= Work to be completed =
Count the lines in the rows below that contain the string "woman". Case counts. Reply with the number alone.

*-*-*

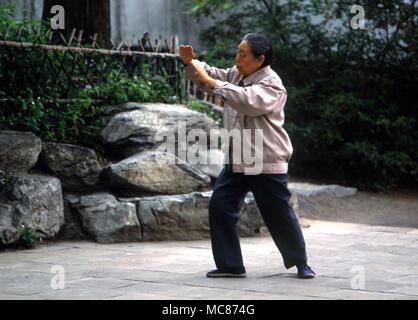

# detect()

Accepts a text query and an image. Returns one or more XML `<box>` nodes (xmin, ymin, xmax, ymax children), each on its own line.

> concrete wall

<box><xmin>4</xmin><ymin>0</ymin><xmax>216</xmax><ymax>49</ymax></box>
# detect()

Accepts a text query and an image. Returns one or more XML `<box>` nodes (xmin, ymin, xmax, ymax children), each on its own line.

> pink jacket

<box><xmin>185</xmin><ymin>60</ymin><xmax>293</xmax><ymax>173</ymax></box>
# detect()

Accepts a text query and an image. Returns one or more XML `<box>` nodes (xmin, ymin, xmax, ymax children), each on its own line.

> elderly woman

<box><xmin>180</xmin><ymin>33</ymin><xmax>315</xmax><ymax>279</ymax></box>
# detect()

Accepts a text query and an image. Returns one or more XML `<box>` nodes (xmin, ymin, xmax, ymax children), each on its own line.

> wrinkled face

<box><xmin>235</xmin><ymin>40</ymin><xmax>265</xmax><ymax>77</ymax></box>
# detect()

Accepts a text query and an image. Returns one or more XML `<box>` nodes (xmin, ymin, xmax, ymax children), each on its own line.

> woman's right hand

<box><xmin>180</xmin><ymin>45</ymin><xmax>195</xmax><ymax>65</ymax></box>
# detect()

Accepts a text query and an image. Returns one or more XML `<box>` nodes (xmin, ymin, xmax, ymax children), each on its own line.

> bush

<box><xmin>0</xmin><ymin>4</ymin><xmax>185</xmax><ymax>147</ymax></box>
<box><xmin>189</xmin><ymin>0</ymin><xmax>418</xmax><ymax>189</ymax></box>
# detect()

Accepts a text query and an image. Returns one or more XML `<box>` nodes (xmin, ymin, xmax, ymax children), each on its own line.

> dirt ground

<box><xmin>294</xmin><ymin>181</ymin><xmax>418</xmax><ymax>228</ymax></box>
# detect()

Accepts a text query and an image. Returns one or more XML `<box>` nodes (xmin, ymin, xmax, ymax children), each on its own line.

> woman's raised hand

<box><xmin>180</xmin><ymin>45</ymin><xmax>195</xmax><ymax>64</ymax></box>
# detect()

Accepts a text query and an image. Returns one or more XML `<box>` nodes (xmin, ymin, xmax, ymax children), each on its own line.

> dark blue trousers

<box><xmin>209</xmin><ymin>168</ymin><xmax>307</xmax><ymax>269</ymax></box>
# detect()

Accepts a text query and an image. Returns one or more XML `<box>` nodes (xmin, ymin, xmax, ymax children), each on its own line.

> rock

<box><xmin>41</xmin><ymin>143</ymin><xmax>103</xmax><ymax>190</ymax></box>
<box><xmin>289</xmin><ymin>183</ymin><xmax>357</xmax><ymax>219</ymax></box>
<box><xmin>192</xmin><ymin>149</ymin><xmax>225</xmax><ymax>178</ymax></box>
<box><xmin>0</xmin><ymin>175</ymin><xmax>64</xmax><ymax>244</ymax></box>
<box><xmin>58</xmin><ymin>194</ymin><xmax>88</xmax><ymax>240</ymax></box>
<box><xmin>119</xmin><ymin>191</ymin><xmax>263</xmax><ymax>241</ymax></box>
<box><xmin>289</xmin><ymin>182</ymin><xmax>357</xmax><ymax>198</ymax></box>
<box><xmin>109</xmin><ymin>151</ymin><xmax>210</xmax><ymax>194</ymax></box>
<box><xmin>0</xmin><ymin>131</ymin><xmax>42</xmax><ymax>175</ymax></box>
<box><xmin>69</xmin><ymin>193</ymin><xmax>141</xmax><ymax>243</ymax></box>
<box><xmin>101</xmin><ymin>103</ymin><xmax>219</xmax><ymax>159</ymax></box>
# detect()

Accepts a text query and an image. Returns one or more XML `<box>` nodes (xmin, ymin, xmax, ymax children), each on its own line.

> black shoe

<box><xmin>297</xmin><ymin>263</ymin><xmax>316</xmax><ymax>279</ymax></box>
<box><xmin>206</xmin><ymin>268</ymin><xmax>247</xmax><ymax>278</ymax></box>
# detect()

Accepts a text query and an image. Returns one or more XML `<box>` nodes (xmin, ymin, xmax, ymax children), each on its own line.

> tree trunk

<box><xmin>42</xmin><ymin>0</ymin><xmax>111</xmax><ymax>47</ymax></box>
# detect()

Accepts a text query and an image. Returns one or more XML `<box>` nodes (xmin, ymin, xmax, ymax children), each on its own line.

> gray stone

<box><xmin>0</xmin><ymin>131</ymin><xmax>42</xmax><ymax>175</ymax></box>
<box><xmin>109</xmin><ymin>151</ymin><xmax>210</xmax><ymax>194</ymax></box>
<box><xmin>119</xmin><ymin>191</ymin><xmax>263</xmax><ymax>241</ymax></box>
<box><xmin>68</xmin><ymin>193</ymin><xmax>141</xmax><ymax>243</ymax></box>
<box><xmin>41</xmin><ymin>143</ymin><xmax>103</xmax><ymax>190</ymax></box>
<box><xmin>289</xmin><ymin>182</ymin><xmax>357</xmax><ymax>197</ymax></box>
<box><xmin>58</xmin><ymin>194</ymin><xmax>88</xmax><ymax>240</ymax></box>
<box><xmin>0</xmin><ymin>175</ymin><xmax>64</xmax><ymax>244</ymax></box>
<box><xmin>101</xmin><ymin>103</ymin><xmax>219</xmax><ymax>158</ymax></box>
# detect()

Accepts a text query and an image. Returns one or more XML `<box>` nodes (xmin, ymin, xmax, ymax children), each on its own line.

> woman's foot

<box><xmin>297</xmin><ymin>263</ymin><xmax>316</xmax><ymax>279</ymax></box>
<box><xmin>206</xmin><ymin>268</ymin><xmax>247</xmax><ymax>278</ymax></box>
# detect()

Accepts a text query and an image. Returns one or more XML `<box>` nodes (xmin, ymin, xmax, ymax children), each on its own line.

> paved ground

<box><xmin>0</xmin><ymin>221</ymin><xmax>418</xmax><ymax>300</ymax></box>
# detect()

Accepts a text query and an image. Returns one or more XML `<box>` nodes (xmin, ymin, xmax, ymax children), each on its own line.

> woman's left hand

<box><xmin>192</xmin><ymin>61</ymin><xmax>216</xmax><ymax>88</ymax></box>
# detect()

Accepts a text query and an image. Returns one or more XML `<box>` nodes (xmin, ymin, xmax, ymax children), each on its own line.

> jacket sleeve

<box><xmin>184</xmin><ymin>59</ymin><xmax>231</xmax><ymax>81</ymax></box>
<box><xmin>213</xmin><ymin>79</ymin><xmax>287</xmax><ymax>117</ymax></box>
<box><xmin>184</xmin><ymin>59</ymin><xmax>231</xmax><ymax>94</ymax></box>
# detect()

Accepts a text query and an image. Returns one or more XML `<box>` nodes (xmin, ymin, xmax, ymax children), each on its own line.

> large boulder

<box><xmin>101</xmin><ymin>103</ymin><xmax>219</xmax><ymax>159</ymax></box>
<box><xmin>119</xmin><ymin>191</ymin><xmax>264</xmax><ymax>241</ymax></box>
<box><xmin>41</xmin><ymin>143</ymin><xmax>103</xmax><ymax>190</ymax></box>
<box><xmin>109</xmin><ymin>151</ymin><xmax>211</xmax><ymax>194</ymax></box>
<box><xmin>68</xmin><ymin>193</ymin><xmax>141</xmax><ymax>243</ymax></box>
<box><xmin>0</xmin><ymin>131</ymin><xmax>42</xmax><ymax>175</ymax></box>
<box><xmin>0</xmin><ymin>175</ymin><xmax>64</xmax><ymax>244</ymax></box>
<box><xmin>57</xmin><ymin>193</ymin><xmax>89</xmax><ymax>240</ymax></box>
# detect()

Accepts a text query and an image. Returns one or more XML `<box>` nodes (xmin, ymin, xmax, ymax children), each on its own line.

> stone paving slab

<box><xmin>0</xmin><ymin>220</ymin><xmax>418</xmax><ymax>300</ymax></box>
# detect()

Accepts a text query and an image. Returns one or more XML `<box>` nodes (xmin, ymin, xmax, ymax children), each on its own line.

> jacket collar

<box><xmin>239</xmin><ymin>66</ymin><xmax>271</xmax><ymax>86</ymax></box>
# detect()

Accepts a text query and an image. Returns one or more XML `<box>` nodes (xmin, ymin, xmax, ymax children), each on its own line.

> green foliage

<box><xmin>0</xmin><ymin>4</ymin><xmax>183</xmax><ymax>147</ymax></box>
<box><xmin>189</xmin><ymin>0</ymin><xmax>418</xmax><ymax>189</ymax></box>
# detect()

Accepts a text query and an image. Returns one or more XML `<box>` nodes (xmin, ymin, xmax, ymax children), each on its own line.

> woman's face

<box><xmin>235</xmin><ymin>40</ymin><xmax>265</xmax><ymax>77</ymax></box>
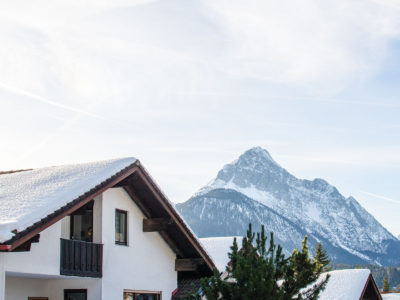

*-*-*

= Solution to this problem =
6